Problem requirements>
Write out every line of the material below, character for character.

Data rows>
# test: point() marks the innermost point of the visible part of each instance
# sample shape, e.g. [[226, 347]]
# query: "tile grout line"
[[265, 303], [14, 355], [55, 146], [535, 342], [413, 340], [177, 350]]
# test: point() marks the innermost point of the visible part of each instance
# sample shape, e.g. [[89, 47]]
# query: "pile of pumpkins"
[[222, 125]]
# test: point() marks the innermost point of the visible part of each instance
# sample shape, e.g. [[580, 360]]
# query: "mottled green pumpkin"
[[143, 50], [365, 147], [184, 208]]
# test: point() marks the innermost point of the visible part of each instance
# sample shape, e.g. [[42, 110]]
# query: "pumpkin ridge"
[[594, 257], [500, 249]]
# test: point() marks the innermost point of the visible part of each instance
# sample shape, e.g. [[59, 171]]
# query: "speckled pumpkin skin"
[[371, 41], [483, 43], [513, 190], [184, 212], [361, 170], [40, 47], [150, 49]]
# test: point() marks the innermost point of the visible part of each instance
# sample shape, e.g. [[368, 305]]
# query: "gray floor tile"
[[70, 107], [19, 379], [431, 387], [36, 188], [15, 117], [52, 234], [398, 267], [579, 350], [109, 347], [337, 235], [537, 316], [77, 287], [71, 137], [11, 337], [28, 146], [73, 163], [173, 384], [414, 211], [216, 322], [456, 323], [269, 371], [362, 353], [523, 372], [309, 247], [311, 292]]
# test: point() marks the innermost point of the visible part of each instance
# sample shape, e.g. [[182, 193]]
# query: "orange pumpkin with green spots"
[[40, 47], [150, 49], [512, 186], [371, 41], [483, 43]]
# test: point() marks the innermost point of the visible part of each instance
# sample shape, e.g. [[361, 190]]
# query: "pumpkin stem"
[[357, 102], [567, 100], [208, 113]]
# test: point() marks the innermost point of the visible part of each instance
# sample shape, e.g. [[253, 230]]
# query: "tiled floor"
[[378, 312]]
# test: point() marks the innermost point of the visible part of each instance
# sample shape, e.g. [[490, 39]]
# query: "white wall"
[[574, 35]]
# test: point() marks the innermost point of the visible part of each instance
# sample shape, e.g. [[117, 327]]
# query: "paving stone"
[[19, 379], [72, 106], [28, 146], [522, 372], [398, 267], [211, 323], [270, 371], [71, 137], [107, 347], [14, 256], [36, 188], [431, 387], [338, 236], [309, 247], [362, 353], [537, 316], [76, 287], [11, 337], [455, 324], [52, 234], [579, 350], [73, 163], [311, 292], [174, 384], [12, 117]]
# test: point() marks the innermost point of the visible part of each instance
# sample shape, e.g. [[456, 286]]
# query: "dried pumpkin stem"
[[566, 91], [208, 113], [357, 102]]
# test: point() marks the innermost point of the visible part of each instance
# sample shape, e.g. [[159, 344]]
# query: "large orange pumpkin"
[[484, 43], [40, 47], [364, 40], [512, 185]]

The reply>
# test: point() marks the innermost point of the visible part of each instance
# sample shape, e.g. [[226, 347]]
# query: "tile grout line"
[[265, 303], [14, 355], [55, 146], [535, 342], [413, 340], [177, 350]]
# test: point() marks the innermost point of the visible part of each instance
# sample shape, e.g. [[89, 47]]
# query: "pile of pumpkins"
[[222, 125]]
# test: point() marks the innermost point of the visible part of each instance
# sample shape, e.g. [[580, 360]]
# query: "mottled green pumpkin"
[[143, 50], [365, 147], [184, 208]]
# test: point() marks the innermost point of the visible part of each instance
# sample shape, e.g. [[42, 110]]
# query: "pumpkin ridge"
[[594, 257], [500, 249]]
# test: point() marks the innermost point of the visible part of each instance
# sample shape, e.g. [[59, 171]]
# query: "speckled pumpkin skin"
[[371, 41], [483, 43], [513, 190], [184, 212], [361, 170], [40, 47], [150, 49]]
# test: point() marks the innermost point of the visible part of each instance
# sample shape, e.g. [[368, 305]]
# query: "gray floor tile"
[[70, 107], [19, 379], [431, 387], [36, 188], [15, 117], [52, 234], [398, 267], [579, 350], [109, 347], [337, 235], [537, 316], [77, 287], [71, 137], [11, 337], [28, 146], [73, 163], [173, 384], [414, 211], [216, 322], [456, 323], [269, 371], [362, 353], [523, 372], [309, 247], [311, 292]]
# test: point() marks the innermost point of the visible part of each instance
# sample shape, e.g. [[182, 193]]
# query: "orange pumpkin with green spots"
[[40, 47], [150, 49], [512, 186], [371, 41], [483, 43]]
# test: point() marks the innermost point of the visible part of each instance
# sample shape, e.g. [[361, 190]]
# query: "pumpkin stem"
[[357, 102], [567, 100], [208, 113]]
# test: point() marks the innermost point of the visible part of each instance
# sample shape, e.g. [[253, 230]]
# query: "tiled floor"
[[378, 312]]
# test: point() marks the innermost point of the visible part of each instance
# sample shape, e.g. [[490, 39]]
# query: "white wall"
[[574, 35]]
# test: point() marks the innermost point of the visible part of each instance
# sample shape, e.g. [[117, 327]]
# query: "paving stone"
[[19, 379], [72, 106], [28, 146], [522, 372], [398, 267], [211, 323], [270, 371], [71, 137], [107, 347], [14, 256], [36, 188], [431, 387], [338, 236], [309, 247], [362, 353], [537, 316], [76, 287], [11, 337], [455, 324], [52, 234], [579, 350], [73, 163], [311, 292], [174, 384], [12, 117]]
# test: point() marks the innermost point of the visible part of each instance
# sample shape, e.g. [[456, 286]]
# query: "dried pumpkin stem"
[[566, 91], [208, 113], [357, 102]]
# test: point() marks the innermost point of the visible part of each instance
# sample shape, e.g. [[159, 344]]
# query: "large orange pumpkin"
[[484, 43], [40, 47], [364, 40], [512, 185]]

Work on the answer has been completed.